§ **Work to be completed**: Go through the lines below and tally each one holding "brick". Write only the total.

§ **Dataset content**:
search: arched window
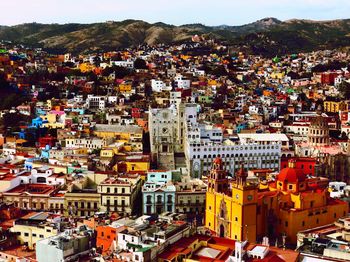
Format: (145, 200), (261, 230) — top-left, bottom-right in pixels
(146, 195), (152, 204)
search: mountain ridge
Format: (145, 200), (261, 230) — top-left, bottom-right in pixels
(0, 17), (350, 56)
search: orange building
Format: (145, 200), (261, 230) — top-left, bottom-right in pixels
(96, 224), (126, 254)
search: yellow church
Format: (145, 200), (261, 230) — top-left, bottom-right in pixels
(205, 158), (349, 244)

* * *

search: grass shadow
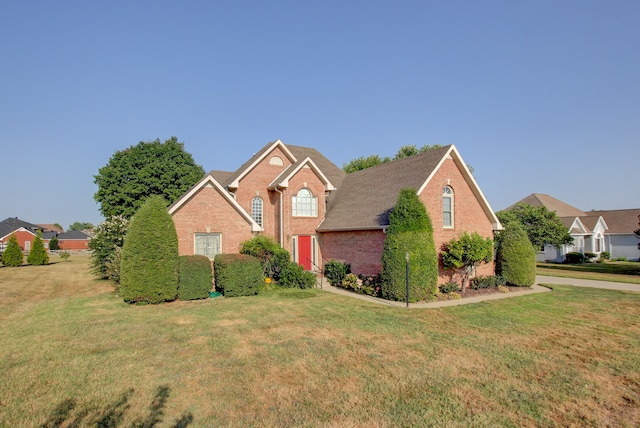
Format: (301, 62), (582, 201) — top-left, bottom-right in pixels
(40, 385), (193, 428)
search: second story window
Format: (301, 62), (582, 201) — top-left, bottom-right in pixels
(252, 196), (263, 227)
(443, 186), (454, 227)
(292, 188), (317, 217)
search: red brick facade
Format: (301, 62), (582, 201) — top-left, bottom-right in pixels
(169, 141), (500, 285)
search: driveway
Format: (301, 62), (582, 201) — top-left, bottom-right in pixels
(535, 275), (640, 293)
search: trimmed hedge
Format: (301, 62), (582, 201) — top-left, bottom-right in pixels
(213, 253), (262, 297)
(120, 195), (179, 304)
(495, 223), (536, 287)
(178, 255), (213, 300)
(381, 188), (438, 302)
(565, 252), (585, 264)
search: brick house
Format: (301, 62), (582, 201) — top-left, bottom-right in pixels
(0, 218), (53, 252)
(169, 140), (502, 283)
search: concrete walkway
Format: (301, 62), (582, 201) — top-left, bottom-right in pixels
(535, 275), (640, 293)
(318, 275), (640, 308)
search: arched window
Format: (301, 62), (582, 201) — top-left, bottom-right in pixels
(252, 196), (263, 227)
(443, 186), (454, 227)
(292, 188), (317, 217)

---

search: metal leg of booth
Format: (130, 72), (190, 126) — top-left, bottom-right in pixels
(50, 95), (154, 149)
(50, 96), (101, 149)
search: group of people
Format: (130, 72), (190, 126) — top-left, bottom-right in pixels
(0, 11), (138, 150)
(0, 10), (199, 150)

§ **Reply to the exercise**: 2